*EXERCISE 1:*
In the post about missing a sister, list the things the writer names as making up their own safe space.
*EXERCISE 2:*
Answer these from the post about missing a sister:
(a) What was the sister's name?
(b) Who is the only person that ever phones the writer?
(c) How many hours a week does the writer work?

*SOURCE PASSAGE:*
● ● ●

I'm not the type of person to spout "woe is me" type statuses on Facebook. I might tell you that in person, sure, but I don't need the "oh poor you" attention on mass. I wouldn't normally write something like this for anyone and everyone to see, whoever happens to come across it but I feel that maybe I need to vent a few things in writing just to at least attempt to get a bit of it off my chest.
I miss my sister. Immensely.
I have no words for the feeling I get in my stomach when I casually think "Oh I'll have to tell Sarah that" and just as quickly realise I can't. That I will never see her again.
I hate that I can't pick up the phone for a usually overdue chat. "Chat" sometimes translates as "rant", just so you know; and it went both ways for whoever needed it. There is no one else that "gets me" in the same sort of way. She was never too positive either which was great because I have those people too...the ones that are too positive, starting sentences with "Well at least..." or "It's a good job..." when I just want someone to agree with me that everything's pretty damn awful for a change.
I do have people "in my life", yes. But apparently not very many of them that are any more than just that and don't speak unless I speak first through text, emails, social media. The only person that ever phones me is my Mum. So I've come to the conclusion that I won't bother with any of these people any more. Clearly they don't care about me otherwise it wouldn't be this way, so I'd rather they weren't there under false pretences and just go away all together. That may sound harsh to you but the truth usually is.
I'm an introvert. I'm not a going out drinking sort of person, I don't like it, it makes me feel uncomfortable. I don't enjoy staying in other people's houses, it makes me feel anxious. I prefer my own safe space with my cats, some TV, books, video games and YouTube. That's how I feel the most like myself. I'm not saying I don't go out ever; I enjoy the theatre and gigs and if someone said "let's go ice skating" I'd be incredibly happy to spend time with someone doing something fun and a bit silly. But then again, if someone were to say "I'll come round yours and we can watch Doctor Who all day and eat" I'd realise I'd probably found my soulmate. So if you consider that's all I'm really asking for and I don't really care who from...it's really not much, so why is it so hard?
You might say "well, why don't you just phone them if you want to talk to them?". I could. But people have families...children and routines. I don't...I am free most of the time, I only work 18 hours a week so it's rather a lot easier for it to work the other way round. I don't want to keep bothering people who have no concern for me unless I remind them to do so.
When I came home after my sister passed away, I was alone. While everyone else went back to their homes with partners and children, I was alone. No one spoke to me. I could have fallen off the face of the earth and they wouldn't have noticed.
People have some weird glossy view of a person after they die, don't they? They forget all the not-so-nice things about them which I suppose is quite lovely in a way; just remembering everything as if it was covered in stars and rainbows whilst we all gallop off into the sunset on our unicorns.

● ● ●

(Records excerpted from a collection)
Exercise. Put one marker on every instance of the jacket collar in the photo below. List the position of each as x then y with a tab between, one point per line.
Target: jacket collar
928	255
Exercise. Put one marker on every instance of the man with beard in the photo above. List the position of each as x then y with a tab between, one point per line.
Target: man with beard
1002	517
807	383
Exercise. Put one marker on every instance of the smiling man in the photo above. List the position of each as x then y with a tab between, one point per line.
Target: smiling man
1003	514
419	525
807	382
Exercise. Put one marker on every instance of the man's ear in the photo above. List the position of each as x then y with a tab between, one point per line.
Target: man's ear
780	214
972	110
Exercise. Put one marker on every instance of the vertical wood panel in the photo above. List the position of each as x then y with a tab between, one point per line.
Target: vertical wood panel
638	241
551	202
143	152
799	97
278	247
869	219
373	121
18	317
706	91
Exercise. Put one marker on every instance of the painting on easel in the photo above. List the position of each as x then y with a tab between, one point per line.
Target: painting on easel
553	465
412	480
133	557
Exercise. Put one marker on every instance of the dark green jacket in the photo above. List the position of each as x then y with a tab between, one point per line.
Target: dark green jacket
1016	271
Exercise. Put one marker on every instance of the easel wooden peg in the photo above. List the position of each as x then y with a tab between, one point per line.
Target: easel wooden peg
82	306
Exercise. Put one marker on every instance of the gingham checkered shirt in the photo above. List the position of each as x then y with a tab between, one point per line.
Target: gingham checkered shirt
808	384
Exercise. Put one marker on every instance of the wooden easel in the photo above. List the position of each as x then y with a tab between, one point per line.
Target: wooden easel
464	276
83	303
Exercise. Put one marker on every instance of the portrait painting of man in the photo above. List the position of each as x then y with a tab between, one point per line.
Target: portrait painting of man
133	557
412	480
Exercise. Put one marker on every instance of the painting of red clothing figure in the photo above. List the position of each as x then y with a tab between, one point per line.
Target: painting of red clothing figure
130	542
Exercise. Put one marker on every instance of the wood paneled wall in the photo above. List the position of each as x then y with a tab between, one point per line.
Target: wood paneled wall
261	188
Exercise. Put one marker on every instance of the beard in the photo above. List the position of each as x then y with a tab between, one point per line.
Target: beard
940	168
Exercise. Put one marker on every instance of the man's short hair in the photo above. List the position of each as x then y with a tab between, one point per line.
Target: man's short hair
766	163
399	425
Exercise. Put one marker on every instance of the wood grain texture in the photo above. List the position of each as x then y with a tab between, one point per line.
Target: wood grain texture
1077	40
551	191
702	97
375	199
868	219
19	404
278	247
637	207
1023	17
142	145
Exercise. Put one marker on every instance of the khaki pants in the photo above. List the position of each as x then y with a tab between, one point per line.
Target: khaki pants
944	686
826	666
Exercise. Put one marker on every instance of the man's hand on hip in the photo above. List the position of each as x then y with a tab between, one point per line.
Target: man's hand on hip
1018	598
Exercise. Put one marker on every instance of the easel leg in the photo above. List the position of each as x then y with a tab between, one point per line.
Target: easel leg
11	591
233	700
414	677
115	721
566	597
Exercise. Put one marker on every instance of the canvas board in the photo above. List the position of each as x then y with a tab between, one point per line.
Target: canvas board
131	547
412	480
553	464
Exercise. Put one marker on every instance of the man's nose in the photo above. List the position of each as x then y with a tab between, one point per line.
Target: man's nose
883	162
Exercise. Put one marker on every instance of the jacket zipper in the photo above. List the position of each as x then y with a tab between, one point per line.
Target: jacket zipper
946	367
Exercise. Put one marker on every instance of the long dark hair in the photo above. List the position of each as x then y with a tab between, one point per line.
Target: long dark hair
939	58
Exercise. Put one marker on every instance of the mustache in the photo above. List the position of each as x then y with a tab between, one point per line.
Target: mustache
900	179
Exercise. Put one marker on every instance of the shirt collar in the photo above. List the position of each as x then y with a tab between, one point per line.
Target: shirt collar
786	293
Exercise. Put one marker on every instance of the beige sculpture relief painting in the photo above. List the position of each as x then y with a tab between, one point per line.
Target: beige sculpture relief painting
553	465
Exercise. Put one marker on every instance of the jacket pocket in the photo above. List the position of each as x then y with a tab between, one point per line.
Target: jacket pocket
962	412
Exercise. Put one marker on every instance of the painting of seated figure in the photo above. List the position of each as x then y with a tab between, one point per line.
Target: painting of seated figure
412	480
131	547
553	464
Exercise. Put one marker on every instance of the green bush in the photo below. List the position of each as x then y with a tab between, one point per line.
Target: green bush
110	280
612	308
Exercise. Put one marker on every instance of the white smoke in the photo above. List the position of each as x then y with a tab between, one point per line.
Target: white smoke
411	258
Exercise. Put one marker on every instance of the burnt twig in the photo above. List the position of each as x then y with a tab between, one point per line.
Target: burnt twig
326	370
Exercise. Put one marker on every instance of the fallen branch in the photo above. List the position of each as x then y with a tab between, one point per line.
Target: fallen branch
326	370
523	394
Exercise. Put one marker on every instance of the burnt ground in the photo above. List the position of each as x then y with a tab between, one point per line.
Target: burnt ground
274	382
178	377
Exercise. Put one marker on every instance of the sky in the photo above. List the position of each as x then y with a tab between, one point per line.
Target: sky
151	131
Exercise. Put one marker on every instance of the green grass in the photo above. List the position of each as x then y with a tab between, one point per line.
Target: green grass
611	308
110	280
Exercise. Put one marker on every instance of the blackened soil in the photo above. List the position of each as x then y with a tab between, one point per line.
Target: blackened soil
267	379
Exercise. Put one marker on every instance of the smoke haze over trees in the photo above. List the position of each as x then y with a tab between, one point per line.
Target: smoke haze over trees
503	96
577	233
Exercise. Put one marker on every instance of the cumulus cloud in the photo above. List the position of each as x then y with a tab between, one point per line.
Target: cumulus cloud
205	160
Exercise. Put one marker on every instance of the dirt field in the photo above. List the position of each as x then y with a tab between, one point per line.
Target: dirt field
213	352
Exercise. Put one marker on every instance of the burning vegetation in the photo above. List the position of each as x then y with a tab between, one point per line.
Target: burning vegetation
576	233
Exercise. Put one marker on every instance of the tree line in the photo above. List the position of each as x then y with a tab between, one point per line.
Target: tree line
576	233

● ● ●

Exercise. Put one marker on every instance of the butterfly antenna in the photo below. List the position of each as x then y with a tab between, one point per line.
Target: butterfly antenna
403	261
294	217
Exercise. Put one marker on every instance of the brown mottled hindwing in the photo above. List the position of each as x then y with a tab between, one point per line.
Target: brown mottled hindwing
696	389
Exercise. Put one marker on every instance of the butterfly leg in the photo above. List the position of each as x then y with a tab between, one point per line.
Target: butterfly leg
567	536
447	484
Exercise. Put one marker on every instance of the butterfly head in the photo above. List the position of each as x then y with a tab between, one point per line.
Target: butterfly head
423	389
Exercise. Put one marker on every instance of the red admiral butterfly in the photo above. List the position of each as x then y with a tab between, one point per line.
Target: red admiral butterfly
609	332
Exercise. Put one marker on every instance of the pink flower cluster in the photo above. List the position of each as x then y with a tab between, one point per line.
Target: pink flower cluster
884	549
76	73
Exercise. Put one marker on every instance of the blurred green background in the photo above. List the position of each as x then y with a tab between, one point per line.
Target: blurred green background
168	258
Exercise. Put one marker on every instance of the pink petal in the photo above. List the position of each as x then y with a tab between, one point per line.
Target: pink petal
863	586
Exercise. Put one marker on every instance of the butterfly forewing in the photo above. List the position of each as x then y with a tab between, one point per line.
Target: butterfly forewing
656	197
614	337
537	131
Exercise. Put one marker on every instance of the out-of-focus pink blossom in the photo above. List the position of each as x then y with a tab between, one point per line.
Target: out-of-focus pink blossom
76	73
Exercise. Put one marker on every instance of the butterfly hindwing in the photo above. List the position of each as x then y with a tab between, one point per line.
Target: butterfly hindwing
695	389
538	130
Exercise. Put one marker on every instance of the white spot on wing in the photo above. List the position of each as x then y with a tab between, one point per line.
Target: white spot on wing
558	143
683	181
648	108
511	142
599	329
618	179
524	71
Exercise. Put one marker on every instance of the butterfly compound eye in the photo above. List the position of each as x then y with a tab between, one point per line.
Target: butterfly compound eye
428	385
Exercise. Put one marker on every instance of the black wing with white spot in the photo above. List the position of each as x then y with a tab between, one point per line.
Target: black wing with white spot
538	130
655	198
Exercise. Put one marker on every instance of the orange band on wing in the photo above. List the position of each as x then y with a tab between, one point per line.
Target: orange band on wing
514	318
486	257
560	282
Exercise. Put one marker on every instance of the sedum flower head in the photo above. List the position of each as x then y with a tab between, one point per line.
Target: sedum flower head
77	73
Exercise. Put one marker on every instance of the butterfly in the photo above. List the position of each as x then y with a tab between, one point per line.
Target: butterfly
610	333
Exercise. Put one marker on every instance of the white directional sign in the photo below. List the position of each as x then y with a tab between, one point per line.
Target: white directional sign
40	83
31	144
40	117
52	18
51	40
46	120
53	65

● ● ●

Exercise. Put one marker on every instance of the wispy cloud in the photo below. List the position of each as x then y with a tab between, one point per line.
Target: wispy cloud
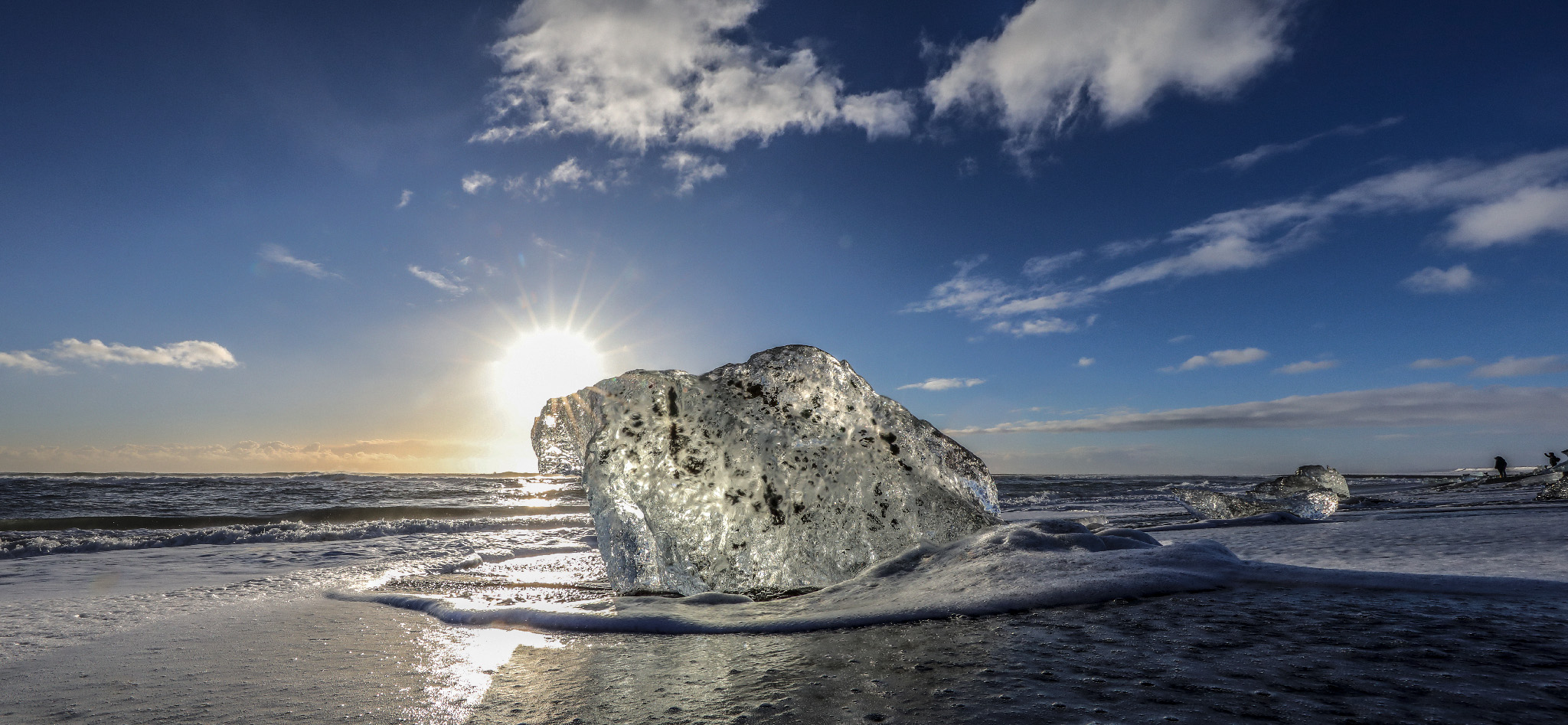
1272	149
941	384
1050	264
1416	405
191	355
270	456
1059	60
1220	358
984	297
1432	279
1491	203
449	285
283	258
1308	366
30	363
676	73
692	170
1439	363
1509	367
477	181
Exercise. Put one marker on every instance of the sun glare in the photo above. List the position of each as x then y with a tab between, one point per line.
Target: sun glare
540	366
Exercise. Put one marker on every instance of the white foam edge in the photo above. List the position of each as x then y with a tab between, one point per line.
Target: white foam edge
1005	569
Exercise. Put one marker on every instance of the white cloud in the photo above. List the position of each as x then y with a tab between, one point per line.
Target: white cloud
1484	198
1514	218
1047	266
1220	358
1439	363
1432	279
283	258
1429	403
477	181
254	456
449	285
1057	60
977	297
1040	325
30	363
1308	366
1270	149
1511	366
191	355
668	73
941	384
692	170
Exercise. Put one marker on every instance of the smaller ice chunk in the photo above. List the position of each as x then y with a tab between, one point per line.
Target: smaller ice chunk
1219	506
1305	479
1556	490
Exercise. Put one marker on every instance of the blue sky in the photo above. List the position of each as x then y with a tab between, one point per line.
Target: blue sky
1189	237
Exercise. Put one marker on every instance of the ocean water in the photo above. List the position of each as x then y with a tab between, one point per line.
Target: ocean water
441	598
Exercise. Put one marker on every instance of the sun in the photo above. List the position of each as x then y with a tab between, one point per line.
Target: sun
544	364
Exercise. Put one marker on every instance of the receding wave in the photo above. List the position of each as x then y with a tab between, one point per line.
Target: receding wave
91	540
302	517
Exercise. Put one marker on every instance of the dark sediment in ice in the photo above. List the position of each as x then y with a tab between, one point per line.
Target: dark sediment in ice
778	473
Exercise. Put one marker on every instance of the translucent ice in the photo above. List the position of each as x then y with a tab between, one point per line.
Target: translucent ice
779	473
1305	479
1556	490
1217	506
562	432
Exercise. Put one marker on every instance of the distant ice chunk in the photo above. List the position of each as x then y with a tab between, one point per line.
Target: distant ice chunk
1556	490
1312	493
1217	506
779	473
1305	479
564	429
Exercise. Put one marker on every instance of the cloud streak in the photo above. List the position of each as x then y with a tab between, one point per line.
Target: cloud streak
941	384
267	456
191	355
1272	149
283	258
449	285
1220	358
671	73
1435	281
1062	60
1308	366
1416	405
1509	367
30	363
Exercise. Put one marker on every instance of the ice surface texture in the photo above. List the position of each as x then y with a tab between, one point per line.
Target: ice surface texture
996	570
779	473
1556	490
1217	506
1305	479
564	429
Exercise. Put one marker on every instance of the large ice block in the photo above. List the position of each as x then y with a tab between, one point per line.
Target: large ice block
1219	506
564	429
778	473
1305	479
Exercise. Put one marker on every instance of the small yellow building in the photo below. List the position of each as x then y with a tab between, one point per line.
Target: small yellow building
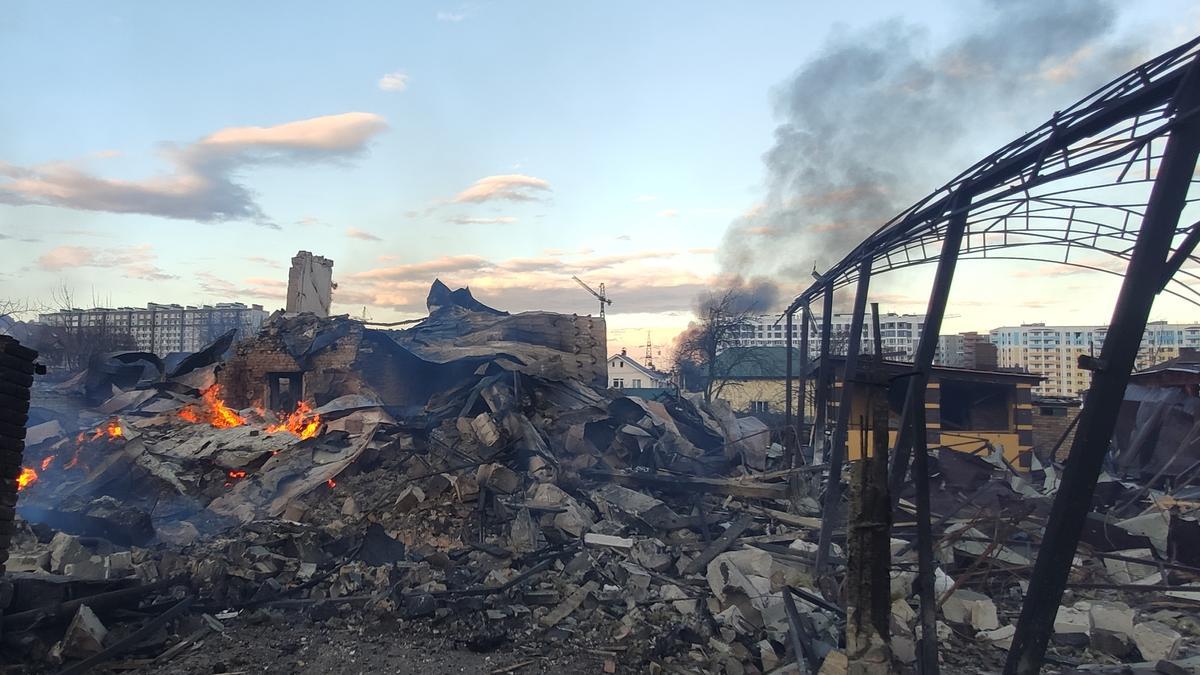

● ● ●

*WRITTEN REPLY 1:*
Cats, some TV, books, video games, YouTube

*WRITTEN REPLY 2:*
(a) Sarah
(b) The writer's Mum
(c) 18 hours